* [Stated task 1] From the listing below, extract every line that contains the word "burnt".

## START Document excerpt

Getting Started

Glossary

  • A DataSource represents a way to retrieve data from database. Typically, this corresponds to a table in the database. Yet, it could also be a more elaborate object. See the section on ‘Alternative DataSource s’ for more detail.

  • A Constraint captures a concrete expectation between either two DataSource s or a single DataSource and a reference value.

  • A Requirement captures all Constraint s between two given DataSource s or all Constraint s within a single DataSource. If a Requirement refers links to two DataSource s, it is a BetweenRequirement. If a Requirement merely refers to a single DataSource, it is a WithinRequirement.

  • Conceptually, a ‘specification’ captures all Requirement s against a database. In practice that means it is usually a separate python file which:

    • gathers all relevant Requirement s

    • turns these Requirement s’ Constraint s into individual tests

    • can be ‘tested’ by pytest

Creating a specification

In order to get going, you might want to use the following snippet in a new python file. This file will represent a specification.

import pytest
import sqlalchemy as sa
from datajudge.pytest_integration import collect_data_tests


@pytest.fixture(scope="module")
def datajudge_engine():
    # TODO: Adapt connection string to database at hand.
    return sa.create_engine("your_connection_string")


# TODO: Insert Requirement objects to list.
requirements = []

test_constraints = collect_data_tests(requirements)

This file will eventually lead as an input to pytest. More on that in the section ‘Testing a specification’.

In case you haven’t worked with sqlalchemy engines before, you might need to install drivers to connect to your database. You might want to install snowflake-sqlalchemy when using Snowflake, pyscopg when using Postgres and platform-specific drivers (Windows, Linux, macOS) when using MSSQL.

Specifying Constraints

In order to discover possible Constraint s, please investigate the _add_*_constraint methods for BetweenRequirement and WithinRequirement respectively.

## END Document excerpt

* [Stated task 2] In the getting-started guide above, what is a Requirement called when it refers to only a single DataSource?

## START Provided entries

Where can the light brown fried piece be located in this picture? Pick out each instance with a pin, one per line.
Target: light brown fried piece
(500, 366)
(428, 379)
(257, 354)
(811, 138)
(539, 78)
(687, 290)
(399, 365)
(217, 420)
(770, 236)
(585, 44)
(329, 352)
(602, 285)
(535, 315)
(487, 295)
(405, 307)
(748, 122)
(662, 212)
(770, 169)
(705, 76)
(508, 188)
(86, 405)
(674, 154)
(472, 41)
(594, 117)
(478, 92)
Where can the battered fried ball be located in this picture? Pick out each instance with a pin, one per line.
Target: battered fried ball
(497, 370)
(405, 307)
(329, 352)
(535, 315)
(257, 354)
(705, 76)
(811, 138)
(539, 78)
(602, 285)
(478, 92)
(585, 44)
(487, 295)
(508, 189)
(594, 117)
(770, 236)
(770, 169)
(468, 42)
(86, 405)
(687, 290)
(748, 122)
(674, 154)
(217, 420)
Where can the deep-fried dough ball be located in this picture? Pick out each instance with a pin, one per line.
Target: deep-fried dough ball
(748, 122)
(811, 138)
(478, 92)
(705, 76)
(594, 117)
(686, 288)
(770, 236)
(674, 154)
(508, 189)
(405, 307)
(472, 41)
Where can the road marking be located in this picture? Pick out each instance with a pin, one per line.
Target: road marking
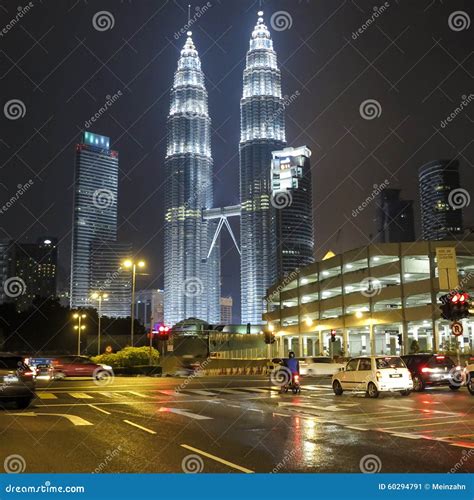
(139, 394)
(80, 395)
(100, 409)
(184, 413)
(422, 425)
(218, 459)
(201, 392)
(46, 395)
(74, 419)
(139, 427)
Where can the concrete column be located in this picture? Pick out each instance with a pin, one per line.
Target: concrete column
(372, 339)
(345, 341)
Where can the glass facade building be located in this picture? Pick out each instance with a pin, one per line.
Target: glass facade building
(369, 297)
(192, 280)
(291, 180)
(262, 131)
(440, 219)
(95, 210)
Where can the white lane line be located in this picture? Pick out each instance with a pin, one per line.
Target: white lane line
(218, 459)
(184, 413)
(74, 419)
(139, 427)
(80, 395)
(100, 409)
(46, 395)
(201, 392)
(139, 394)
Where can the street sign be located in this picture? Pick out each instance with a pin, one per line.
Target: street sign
(447, 268)
(457, 328)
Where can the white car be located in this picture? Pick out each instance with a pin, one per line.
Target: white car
(319, 366)
(374, 374)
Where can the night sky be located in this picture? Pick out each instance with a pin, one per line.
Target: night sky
(62, 69)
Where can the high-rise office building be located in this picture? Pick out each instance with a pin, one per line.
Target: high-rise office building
(192, 280)
(149, 307)
(226, 310)
(110, 277)
(95, 209)
(394, 218)
(32, 270)
(441, 213)
(292, 195)
(262, 124)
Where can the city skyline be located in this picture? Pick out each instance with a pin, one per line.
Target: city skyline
(351, 133)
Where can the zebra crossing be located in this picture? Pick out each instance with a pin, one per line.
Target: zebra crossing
(49, 395)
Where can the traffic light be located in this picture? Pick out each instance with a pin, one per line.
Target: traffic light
(163, 332)
(455, 306)
(269, 337)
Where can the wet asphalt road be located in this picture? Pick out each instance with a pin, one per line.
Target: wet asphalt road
(235, 424)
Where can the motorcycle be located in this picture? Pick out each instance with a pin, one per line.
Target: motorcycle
(294, 384)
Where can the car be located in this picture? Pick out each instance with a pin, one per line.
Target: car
(373, 374)
(17, 382)
(78, 366)
(319, 366)
(429, 369)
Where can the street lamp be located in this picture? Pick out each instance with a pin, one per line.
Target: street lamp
(130, 264)
(99, 296)
(79, 327)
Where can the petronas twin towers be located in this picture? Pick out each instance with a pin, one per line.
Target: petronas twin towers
(192, 271)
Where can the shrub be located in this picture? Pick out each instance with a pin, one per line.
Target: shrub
(129, 356)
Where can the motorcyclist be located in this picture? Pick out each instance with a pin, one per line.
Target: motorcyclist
(292, 364)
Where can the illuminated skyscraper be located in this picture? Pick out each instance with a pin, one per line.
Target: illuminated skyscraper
(192, 287)
(262, 131)
(95, 210)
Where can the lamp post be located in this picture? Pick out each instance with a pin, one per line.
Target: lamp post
(132, 265)
(99, 296)
(79, 327)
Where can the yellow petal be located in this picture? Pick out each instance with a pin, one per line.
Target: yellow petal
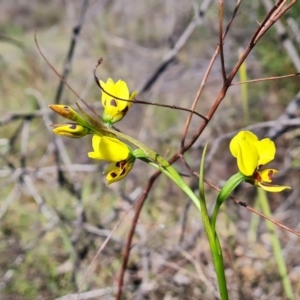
(247, 157)
(267, 175)
(123, 93)
(240, 137)
(117, 171)
(108, 148)
(266, 150)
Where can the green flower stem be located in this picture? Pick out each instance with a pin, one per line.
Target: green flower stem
(213, 240)
(263, 201)
(226, 190)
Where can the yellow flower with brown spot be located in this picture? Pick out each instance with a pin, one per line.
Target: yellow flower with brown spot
(251, 155)
(114, 108)
(114, 151)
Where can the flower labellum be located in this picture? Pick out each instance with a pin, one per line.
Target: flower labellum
(117, 153)
(251, 155)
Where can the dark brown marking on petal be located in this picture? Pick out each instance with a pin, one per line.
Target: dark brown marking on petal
(125, 110)
(113, 175)
(73, 126)
(113, 102)
(122, 164)
(257, 176)
(271, 174)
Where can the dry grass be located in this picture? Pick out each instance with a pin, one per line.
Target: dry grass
(44, 254)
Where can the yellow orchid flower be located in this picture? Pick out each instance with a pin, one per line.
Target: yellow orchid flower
(113, 150)
(251, 154)
(115, 109)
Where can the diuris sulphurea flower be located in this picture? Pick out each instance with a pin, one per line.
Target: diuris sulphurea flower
(251, 155)
(114, 108)
(117, 153)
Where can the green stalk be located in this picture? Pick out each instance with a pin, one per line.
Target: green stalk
(263, 200)
(213, 239)
(226, 190)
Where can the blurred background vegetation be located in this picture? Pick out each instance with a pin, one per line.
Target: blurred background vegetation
(52, 223)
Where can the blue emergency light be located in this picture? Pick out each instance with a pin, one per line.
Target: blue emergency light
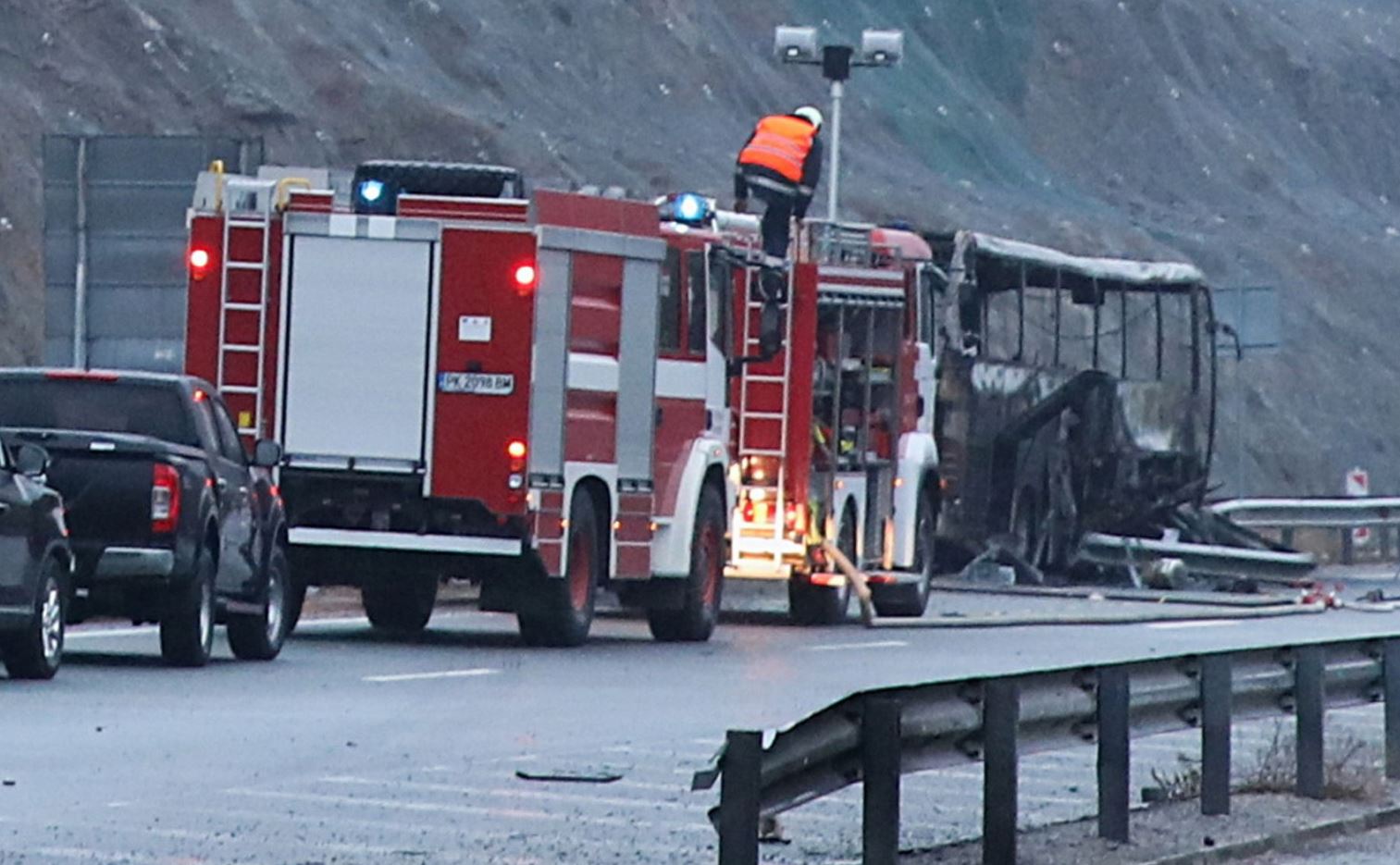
(371, 191)
(688, 209)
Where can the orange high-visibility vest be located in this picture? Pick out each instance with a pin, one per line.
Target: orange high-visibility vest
(780, 143)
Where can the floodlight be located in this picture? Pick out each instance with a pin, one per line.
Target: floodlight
(882, 46)
(796, 43)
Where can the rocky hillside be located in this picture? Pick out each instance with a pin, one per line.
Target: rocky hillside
(1250, 136)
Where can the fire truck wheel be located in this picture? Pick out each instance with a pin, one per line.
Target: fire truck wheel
(811, 603)
(259, 637)
(911, 598)
(564, 608)
(399, 605)
(696, 619)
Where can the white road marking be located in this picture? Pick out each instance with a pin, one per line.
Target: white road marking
(466, 673)
(1172, 626)
(840, 647)
(515, 813)
(108, 632)
(584, 796)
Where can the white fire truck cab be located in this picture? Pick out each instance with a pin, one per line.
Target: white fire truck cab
(471, 382)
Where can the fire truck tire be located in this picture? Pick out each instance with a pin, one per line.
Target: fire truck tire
(399, 605)
(259, 637)
(700, 611)
(563, 611)
(911, 599)
(811, 603)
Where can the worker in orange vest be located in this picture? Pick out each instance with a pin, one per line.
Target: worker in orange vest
(782, 161)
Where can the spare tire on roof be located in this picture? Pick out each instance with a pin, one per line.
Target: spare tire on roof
(390, 178)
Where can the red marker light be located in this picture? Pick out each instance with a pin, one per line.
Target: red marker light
(199, 261)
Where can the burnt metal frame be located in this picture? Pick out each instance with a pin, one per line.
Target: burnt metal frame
(875, 736)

## END Provided entries

* [Task response 1]
Where can the burnt metal frame be located in this picture? Pick out each instance with a pin, one per line.
Target: burnt metal frame

* [Task response 2] A WithinRequirement.